__TASK ITEM__:
Check each line of the entries for "blue" and report the ones that have it.

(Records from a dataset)
_ _ _ _

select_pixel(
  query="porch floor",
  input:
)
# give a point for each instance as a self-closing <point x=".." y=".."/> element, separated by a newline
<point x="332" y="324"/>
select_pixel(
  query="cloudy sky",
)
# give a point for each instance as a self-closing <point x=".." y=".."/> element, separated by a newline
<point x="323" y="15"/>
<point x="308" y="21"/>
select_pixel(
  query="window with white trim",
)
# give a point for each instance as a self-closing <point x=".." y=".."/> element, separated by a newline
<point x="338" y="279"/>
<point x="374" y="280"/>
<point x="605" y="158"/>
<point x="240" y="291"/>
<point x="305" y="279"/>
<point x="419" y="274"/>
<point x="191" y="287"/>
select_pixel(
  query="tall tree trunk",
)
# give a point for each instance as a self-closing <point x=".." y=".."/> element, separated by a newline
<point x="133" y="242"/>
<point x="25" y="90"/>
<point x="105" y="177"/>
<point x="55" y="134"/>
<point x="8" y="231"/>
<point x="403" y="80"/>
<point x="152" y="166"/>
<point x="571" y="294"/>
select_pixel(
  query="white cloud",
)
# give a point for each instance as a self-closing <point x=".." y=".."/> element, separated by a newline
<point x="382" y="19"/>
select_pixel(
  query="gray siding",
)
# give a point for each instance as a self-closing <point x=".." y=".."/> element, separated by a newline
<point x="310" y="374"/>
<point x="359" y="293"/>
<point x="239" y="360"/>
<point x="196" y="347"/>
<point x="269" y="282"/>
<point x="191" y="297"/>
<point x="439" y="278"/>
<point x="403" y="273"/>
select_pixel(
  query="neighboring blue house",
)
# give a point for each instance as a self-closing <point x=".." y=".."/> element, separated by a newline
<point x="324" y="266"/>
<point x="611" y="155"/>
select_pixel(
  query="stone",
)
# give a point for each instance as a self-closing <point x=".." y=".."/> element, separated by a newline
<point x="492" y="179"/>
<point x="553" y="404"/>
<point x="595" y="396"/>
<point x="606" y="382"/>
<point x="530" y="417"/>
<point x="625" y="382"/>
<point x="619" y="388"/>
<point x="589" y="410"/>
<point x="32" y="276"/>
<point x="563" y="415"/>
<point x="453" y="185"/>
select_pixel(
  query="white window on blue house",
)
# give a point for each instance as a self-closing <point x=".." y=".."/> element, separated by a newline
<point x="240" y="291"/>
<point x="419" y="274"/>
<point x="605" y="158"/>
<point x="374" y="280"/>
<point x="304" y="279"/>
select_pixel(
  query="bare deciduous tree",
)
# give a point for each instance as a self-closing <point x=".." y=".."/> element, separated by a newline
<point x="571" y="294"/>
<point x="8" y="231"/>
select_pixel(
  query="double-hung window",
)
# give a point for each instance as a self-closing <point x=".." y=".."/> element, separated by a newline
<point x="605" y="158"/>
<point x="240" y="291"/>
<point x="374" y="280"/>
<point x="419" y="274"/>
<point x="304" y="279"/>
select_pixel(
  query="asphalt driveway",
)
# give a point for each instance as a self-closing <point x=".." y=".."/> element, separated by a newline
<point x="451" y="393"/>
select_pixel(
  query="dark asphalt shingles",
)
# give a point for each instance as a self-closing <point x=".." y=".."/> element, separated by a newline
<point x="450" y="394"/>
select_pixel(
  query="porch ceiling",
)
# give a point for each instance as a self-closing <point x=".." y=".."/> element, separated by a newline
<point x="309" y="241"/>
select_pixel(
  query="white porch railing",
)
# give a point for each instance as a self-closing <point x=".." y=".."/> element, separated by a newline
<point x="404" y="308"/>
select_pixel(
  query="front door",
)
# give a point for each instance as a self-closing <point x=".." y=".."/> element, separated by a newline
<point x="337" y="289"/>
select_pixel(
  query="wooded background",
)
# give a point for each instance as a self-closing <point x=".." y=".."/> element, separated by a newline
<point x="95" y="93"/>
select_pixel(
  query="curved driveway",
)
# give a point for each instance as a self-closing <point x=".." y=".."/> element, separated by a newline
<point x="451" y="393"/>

_ _ _ _

__OUTPUT OF THE TASK__:
  query="neighboring blue house",
  query="white window on blue house",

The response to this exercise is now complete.